## EXERCISE INSTRUCTIONS:
All of these records need to be duplicated exactly.

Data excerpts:

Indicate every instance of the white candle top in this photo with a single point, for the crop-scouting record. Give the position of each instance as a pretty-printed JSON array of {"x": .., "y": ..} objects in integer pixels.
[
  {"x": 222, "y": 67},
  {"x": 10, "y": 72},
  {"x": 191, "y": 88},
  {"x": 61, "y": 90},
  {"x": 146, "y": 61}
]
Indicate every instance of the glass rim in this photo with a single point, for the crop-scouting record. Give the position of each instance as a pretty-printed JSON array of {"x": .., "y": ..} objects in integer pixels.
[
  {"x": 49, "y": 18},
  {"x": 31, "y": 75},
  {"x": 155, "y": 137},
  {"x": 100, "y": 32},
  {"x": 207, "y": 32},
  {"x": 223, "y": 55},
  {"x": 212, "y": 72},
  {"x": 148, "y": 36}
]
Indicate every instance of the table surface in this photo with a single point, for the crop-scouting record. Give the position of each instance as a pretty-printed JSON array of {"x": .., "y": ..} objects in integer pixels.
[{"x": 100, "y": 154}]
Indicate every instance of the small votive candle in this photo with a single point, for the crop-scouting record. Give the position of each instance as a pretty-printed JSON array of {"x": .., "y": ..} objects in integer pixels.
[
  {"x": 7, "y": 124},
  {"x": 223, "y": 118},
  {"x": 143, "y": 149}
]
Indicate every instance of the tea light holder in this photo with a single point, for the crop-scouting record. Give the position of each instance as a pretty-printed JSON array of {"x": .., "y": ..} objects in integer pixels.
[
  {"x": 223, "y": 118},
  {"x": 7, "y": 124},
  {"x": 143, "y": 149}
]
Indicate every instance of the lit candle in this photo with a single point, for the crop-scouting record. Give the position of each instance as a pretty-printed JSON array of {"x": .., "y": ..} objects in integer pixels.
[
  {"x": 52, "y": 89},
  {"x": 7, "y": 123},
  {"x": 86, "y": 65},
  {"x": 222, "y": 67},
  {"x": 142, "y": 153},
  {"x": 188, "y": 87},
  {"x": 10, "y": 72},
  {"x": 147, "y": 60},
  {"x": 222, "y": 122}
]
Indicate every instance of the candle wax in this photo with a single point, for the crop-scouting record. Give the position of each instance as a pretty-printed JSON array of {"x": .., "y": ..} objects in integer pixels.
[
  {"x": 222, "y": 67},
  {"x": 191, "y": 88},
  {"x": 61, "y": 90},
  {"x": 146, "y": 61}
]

## TASK RESPONSE:
Indicate every instance of the white candle top in this photo with a single point, for the crop-scouting record. Give the position of each instance as a pretty-printed JSON array of {"x": .., "y": ..} objects in integer pixels.
[
  {"x": 222, "y": 67},
  {"x": 10, "y": 72},
  {"x": 191, "y": 88},
  {"x": 61, "y": 90},
  {"x": 146, "y": 61}
]
Indicate every instance of the glass rim in this photo with a single point, for the crop-scouting record. Give the position of each instance as a pretty-printed JSON array of {"x": .., "y": ..} objects in integer pixels.
[
  {"x": 49, "y": 18},
  {"x": 31, "y": 75},
  {"x": 155, "y": 137},
  {"x": 100, "y": 32},
  {"x": 207, "y": 32},
  {"x": 223, "y": 55},
  {"x": 212, "y": 72},
  {"x": 148, "y": 36}
]
Indicate every instance of the table surface in this photo with a single point, for the crop-scouting record. Give the position of each instance as a pretty-printed JSON array of {"x": .., "y": ..} objects in integer pixels.
[{"x": 100, "y": 154}]
Indicate every instance of the small votive candle in this photo with a single point, for the crop-scouting record. Give the position of each instance as a pretty-printed JSON array of {"x": .., "y": ..} objects in integer pixels.
[
  {"x": 7, "y": 124},
  {"x": 223, "y": 118},
  {"x": 143, "y": 149}
]
Indicate every instance of the tea light holder in this photo with a single point, for the crop-scouting record. Give the position of each instance as a pretty-printed JSON array of {"x": .., "y": ..} objects in integer pixels.
[
  {"x": 223, "y": 118},
  {"x": 7, "y": 124},
  {"x": 143, "y": 149}
]
Indicate every instance of the lit candle in this photo with a single point, for the crop-scouting record. Give the position of each instance as a pretty-printed JSON array of {"x": .., "y": ..} objects in integer pixels.
[
  {"x": 52, "y": 89},
  {"x": 7, "y": 123},
  {"x": 86, "y": 65},
  {"x": 222, "y": 67},
  {"x": 142, "y": 153},
  {"x": 188, "y": 87},
  {"x": 10, "y": 72},
  {"x": 147, "y": 60},
  {"x": 222, "y": 122}
]
Indicate every instance of the candle wax in this photo with a single point, for the crop-scouting record. Give the position of each instance as a pretty-printed JSON array of {"x": .., "y": ..} objects in integer pixels.
[
  {"x": 222, "y": 67},
  {"x": 191, "y": 88},
  {"x": 61, "y": 90},
  {"x": 146, "y": 61}
]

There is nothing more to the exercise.